[From the diaries by susanhbu: Diane’s contribution, slightly edited for series continuity, to our BooTrib series based on the U.N.’s just-published list of the 10 most under-reported stories. You can sign up to do a story too.]

I was going to try to write some sort of happy diary tonight, but I could not come up with a good idea for one so instead I decided to write this diary on Enviromental Pollution. Not a happy diary.

Having earlier committed to Susanbhu to do a diary on Environmental Pollution, I have been thinking for a number of days about just what point from which to attack the subject.


Searching around the internet and in my mind I came to the conclusion this story is just too huge to cover in any one diary no matter how long it is, it will not take just one diary to cover this but a multitude of diaries. Perhaps hundreds.
Faced with this now daunting task I thought; there is no way I can even do this subject justice so spinning off of Susan’s earlier diary about the 10 most ignored stories, I thought I will start off a series with this diary today and then others, you bootribe members can pick this up and do another and another.


There is pollution everywhere, the ocean, rivers, streams, lakes, air, forests, everywhere and even in our homes and schools. What to pick to write about first. There is no dearth of material.


While researching this subject today, I came across this article related to Depleted Uranium and the worldwide health effects related to its use in the war in Iraq. No, the effects of DU are not limited to Iraq and surrounding countries; it can travel anywhere in the world, anywhere the wind goes and where ever it goes it will pass its minute particles of destruction.


So here is a bit of an excellent ariticle and a link:
thetruthseeker.co.uk
Iraq

By James Denver – Axis of Logic, April 28, 2005

“I’m horrified. The people out there – the Iraqis, the media and the troops – risk the most appalling ill health. And the radiation from depleted uranium can travel literally anywhere. It’s going to destroy the lives of thousands of children, all over the world. We all know how far radiation can travel. Radiation from Chernobyl reached Wales and in Britain you sometimes get red dust from the Sahara on your car.”

Material provided.
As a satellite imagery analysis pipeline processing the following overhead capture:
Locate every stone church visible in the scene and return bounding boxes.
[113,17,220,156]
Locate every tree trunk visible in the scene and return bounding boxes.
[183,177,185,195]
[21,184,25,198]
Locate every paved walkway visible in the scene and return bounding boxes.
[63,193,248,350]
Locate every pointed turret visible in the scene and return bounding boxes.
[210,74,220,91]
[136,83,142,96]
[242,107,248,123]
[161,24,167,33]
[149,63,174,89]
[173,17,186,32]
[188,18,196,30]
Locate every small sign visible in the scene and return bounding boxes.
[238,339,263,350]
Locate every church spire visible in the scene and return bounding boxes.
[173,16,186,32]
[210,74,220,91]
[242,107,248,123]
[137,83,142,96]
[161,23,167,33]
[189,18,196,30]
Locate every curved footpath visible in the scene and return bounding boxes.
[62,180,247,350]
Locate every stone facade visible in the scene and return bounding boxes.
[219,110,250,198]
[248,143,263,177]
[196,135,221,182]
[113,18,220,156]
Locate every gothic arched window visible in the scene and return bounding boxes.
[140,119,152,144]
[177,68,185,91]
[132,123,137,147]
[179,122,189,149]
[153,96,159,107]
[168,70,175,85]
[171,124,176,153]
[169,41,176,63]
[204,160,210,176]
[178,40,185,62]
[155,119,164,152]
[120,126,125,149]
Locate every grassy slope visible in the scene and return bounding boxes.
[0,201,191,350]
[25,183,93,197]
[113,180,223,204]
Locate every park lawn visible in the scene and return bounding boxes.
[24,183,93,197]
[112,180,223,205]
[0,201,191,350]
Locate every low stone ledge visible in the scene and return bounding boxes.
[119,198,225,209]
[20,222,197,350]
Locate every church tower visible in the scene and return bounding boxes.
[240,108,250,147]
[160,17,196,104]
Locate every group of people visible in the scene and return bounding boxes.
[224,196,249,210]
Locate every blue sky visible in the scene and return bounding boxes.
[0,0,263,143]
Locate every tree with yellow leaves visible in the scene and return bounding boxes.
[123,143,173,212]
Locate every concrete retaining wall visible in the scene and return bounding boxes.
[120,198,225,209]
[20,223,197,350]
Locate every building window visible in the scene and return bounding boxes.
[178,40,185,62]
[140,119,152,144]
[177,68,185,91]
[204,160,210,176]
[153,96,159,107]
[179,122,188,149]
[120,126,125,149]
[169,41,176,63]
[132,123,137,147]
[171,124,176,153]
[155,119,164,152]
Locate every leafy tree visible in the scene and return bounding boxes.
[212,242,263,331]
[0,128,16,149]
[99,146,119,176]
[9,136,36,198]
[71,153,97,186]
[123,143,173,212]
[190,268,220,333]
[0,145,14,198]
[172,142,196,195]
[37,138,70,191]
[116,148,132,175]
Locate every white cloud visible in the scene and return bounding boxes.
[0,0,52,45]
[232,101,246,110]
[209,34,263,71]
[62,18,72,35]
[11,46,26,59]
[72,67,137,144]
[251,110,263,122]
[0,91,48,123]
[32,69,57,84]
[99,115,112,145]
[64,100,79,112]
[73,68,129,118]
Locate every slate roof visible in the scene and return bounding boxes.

Exercise 1.
In the diary on environmental pollution, what did the writer come across while researching the subject?
Exercise 2.
Pick up the diary on environmental pollution after its final line and write what comes next.
You can set the data aside.

Exercise output 1.
An article about depleted uranium and the worldwide health effects of its use in the war in Iraq.

Exercise output 2.
The speaker is not some alarmist doom-sayer. He is Dr. Chris Busby, the British radiation expert, Fellow of the University of Liverpool in the Faculty of Medicine and UK representative on the European Committee on Radiation Risk, talking about the best-kept secret of this war: the fact that, by illegally using hundreds of tons of depleted uranium (DU) against Iraq, Britain and America have gravely endangered not only the Iraqis but the whole world. For these weapons have released deadly, carcinogenic and mutagenic, radioactive particles in such abundance that-whipped up by sandstorms and carried on trade winds – there is no corner of the globe they cannot penetrate-including Britain. For the wind has no boundaries and time is on their side: the radioactivity persists for over 4,500,000,000 years and can cause cancer, leukemia, brain damage, kidney failure, and extreme birth defects – killing millions of every age for centuries to come. A crime against humanity which may, in the eyes of historians, rank with the worst atrocities of all time.

These weapons have released deadly, carcinogenic and mutagenic, radioactive particles in such abundance that there is no corner of the globe they cannot penetrate – including Britain.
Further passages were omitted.